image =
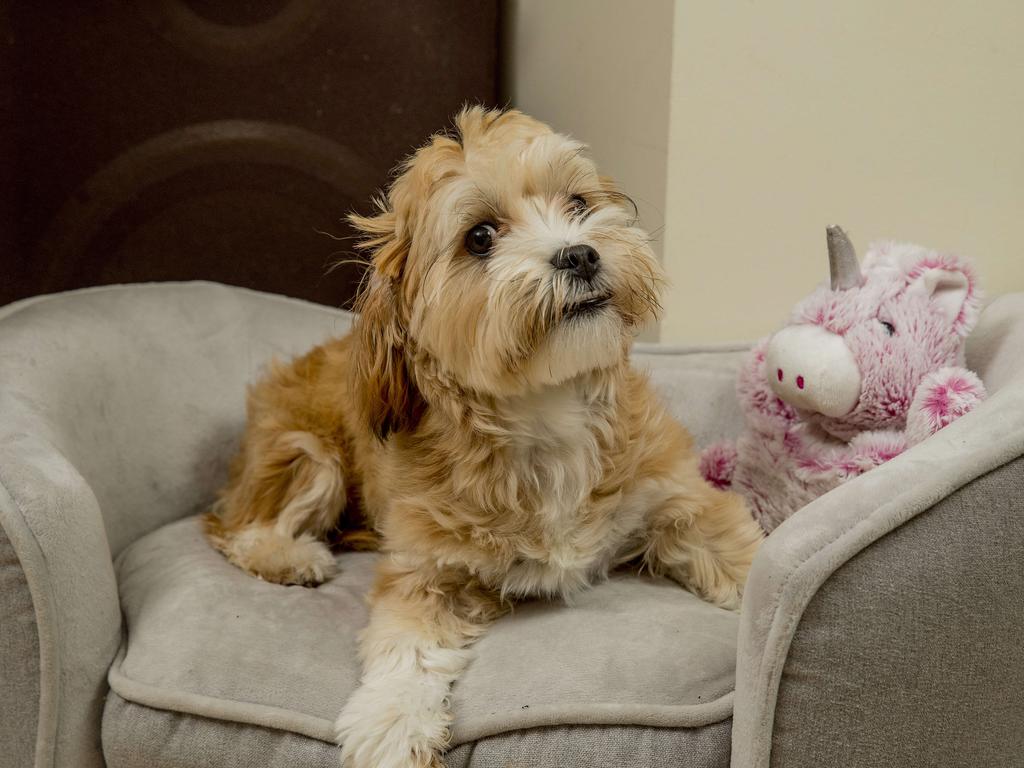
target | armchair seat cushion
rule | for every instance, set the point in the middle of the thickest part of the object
(219, 668)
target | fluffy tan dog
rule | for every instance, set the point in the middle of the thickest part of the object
(483, 420)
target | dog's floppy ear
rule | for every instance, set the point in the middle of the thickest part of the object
■ ■ ■ ■
▶ TASK PROMPT
In transcribing the lines above, omit the images and keep all else exact.

▶ WRITTEN REPLY
image =
target | armchair seat cushion
rule | for every instance, set the point in the middle of the thickest part of the object
(219, 668)
target | fluffy tan dog
rule | for every instance, set the point in the middle of the thickest part of the object
(483, 420)
target | dog's floppy ear
rule | for every instance, set the point in the middle of the thickest part of the object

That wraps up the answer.